> Task
Below are entries; count the lines among them that contain the word "query", and give only the count.
◇ ◇ ◇ ◇
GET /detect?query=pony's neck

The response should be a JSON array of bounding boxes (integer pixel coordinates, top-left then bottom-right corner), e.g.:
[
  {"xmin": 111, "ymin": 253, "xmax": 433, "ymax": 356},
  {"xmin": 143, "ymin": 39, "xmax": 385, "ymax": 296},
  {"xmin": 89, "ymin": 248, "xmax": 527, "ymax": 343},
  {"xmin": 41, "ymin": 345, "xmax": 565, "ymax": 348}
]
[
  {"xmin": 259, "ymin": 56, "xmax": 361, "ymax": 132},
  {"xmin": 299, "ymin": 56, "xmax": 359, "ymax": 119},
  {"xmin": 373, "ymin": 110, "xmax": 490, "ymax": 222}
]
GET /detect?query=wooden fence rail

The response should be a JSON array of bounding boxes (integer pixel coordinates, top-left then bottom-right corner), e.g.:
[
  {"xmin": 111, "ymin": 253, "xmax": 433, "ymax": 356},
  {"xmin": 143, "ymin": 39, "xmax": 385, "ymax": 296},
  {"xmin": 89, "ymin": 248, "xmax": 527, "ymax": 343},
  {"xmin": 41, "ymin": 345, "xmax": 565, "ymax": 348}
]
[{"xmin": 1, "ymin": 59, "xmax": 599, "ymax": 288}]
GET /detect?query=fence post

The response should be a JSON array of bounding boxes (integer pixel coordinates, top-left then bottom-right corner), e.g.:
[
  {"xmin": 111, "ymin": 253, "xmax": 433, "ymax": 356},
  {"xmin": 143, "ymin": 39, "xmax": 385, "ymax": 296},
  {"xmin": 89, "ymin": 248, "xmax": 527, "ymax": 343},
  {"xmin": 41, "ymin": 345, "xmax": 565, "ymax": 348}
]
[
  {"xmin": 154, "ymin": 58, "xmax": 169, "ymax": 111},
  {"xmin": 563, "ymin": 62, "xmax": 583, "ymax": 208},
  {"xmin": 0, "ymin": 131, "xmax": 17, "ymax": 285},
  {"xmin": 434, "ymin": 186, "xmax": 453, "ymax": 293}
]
◇ ◇ ◇ ◇
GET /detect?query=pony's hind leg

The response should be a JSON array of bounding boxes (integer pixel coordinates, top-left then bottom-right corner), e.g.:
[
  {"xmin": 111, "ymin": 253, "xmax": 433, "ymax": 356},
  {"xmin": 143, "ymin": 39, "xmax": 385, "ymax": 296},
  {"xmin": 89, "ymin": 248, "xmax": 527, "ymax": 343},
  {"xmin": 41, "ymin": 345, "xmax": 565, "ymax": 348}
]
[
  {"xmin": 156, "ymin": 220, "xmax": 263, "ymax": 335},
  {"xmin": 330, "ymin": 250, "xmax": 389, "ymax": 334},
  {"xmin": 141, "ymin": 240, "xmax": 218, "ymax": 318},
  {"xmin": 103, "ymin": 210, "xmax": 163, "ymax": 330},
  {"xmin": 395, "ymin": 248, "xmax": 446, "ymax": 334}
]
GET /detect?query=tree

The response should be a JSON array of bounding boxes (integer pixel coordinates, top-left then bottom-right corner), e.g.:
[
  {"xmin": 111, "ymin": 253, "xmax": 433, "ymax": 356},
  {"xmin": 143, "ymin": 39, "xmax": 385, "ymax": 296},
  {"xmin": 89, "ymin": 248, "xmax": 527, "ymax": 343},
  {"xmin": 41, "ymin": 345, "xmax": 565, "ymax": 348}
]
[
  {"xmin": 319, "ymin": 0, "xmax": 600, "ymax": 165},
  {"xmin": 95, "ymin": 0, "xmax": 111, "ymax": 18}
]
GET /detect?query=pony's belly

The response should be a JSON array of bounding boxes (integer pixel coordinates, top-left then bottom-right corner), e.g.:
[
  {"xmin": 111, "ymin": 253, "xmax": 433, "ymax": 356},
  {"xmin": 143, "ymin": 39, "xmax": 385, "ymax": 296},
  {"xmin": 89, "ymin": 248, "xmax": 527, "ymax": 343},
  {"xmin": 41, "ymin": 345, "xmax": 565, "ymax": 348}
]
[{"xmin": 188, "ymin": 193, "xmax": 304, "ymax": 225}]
◇ ◇ ◇ ◇
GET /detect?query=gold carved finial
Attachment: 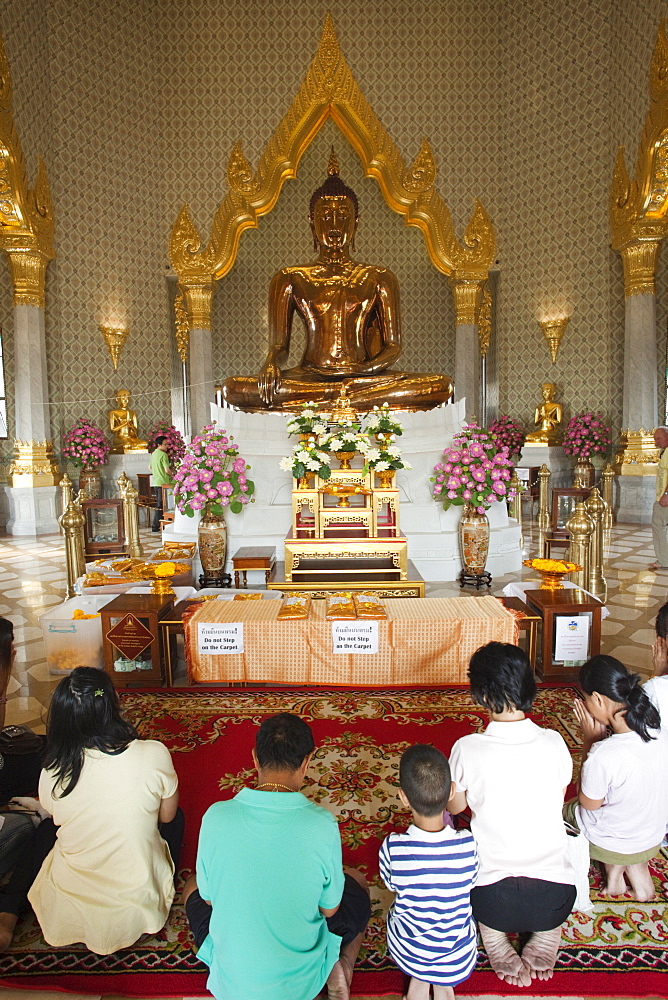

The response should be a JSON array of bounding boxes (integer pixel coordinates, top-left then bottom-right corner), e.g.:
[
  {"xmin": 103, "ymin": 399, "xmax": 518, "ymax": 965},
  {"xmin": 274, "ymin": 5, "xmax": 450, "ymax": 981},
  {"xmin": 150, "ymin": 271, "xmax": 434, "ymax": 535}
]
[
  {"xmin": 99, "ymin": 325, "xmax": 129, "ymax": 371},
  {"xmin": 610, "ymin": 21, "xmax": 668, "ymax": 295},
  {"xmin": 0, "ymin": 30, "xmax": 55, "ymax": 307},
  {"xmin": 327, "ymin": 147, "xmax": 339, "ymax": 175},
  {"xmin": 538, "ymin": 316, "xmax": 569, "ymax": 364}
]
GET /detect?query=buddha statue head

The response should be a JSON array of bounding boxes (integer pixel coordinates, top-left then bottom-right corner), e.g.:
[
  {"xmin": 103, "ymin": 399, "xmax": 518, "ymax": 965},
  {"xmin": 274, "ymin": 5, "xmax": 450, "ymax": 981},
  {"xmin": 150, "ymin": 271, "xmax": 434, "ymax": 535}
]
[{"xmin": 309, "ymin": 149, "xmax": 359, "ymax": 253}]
◇ ◇ ◇ ◇
> Response
8